* _What is asked_:
In the article on the US Senate resolution, what sentence was Raif Badawi given?

* _Text section_:
US Senate resolution potentially changes Middle East dynamics
By James M. Dorsey
A draft
US Senate resolution describing Saudi policy in the Middle East as a
"wrecking ball" and Crown Prince Mohammed bin Salman as “complicit”
in the killing of journalist Jamal Khashoggi, if adopted and implemented,
potentially could change the dynamics of the region's politics and create an
initial exit from almost a decade of mayhem, conflict and bloodshed.
The six-page draft also holds Prince Mohammed accountable
for the devastating war in Yemen that has sparked one of the world’s worst
humanitarian crises, the failure to end the 17-month-old Saudi-United Arab
Emirates-led economic and diplomatic boycott of Qatar, and the jailing and
torture of Saudi dissidents and activists.
In doing so, the resolution confronts not only Prince
Mohammed's policies but also by implication those of his closest ally, UAE
crown prince Mohammed bin Zayed. The UAE was the
first country that Saudi leader visited after the Khashoggi killing.
By in effect
challenging the position of king-in-waiting Prince Mohammed, the resolution raises
the question whether some of his closest allies, including the UAE crown
prince, will in future want to be identified that closely with him.
Moreover, by demanding the release of activist Raif bin
Muhammad Badawi, better known as Raif Badawi, and women's rights activists, the
resolution further the challenges fundamentals of Prince Mohammed's iron-fisted
repression of his critics, the extent of his proposed social reforms as part of
his drive to diversify and streamline the Saudi economy, and the kingdom's human
rights record.
A 34-year-old blogger who named his website Free Saudi
Liberals, Mr. Badawi was barred from travel and had his assets frozen in 2009,
arrested in 2012, and sentenced
to 10 years in prison and 1,000 lashes for insulting Islam. His sister, Samar
Badawi, a women’s rights activist, was detained earlier this year. Mr. Badawi’s
wife and children were granted asylum and citizenship in Canada.
A
diplomatic row that stunned many erupted in August when Saudi Arabia expelled
the Canadian ambassador after the foreign ministry in Ottawa demanded in a
tweet the release of Ms. Badawi and other activists.
Prince Mohammed and Saudi Arabia, even prior to introduction
of the Senate resolution, were discovering that the Khashoggi killing had
weakened the kingdom internationally and had made it more vulnerable to
pressure.
Talks
in Sweden between the Saudi-backed Yemeni government and Houthi rebels to
end the war is the most immediate consequence of the kingdom's changing
position.
So is the resolution that is unprecedented in the scope and
harshness of the criticism of a long-standing ally.

* _Dataset extract_:
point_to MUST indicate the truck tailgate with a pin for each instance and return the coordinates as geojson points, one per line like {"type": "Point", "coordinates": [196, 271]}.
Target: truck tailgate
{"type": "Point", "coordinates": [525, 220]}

* _Worked solution_:
Ten years in prison and 1,000 lashes for insulting Islam.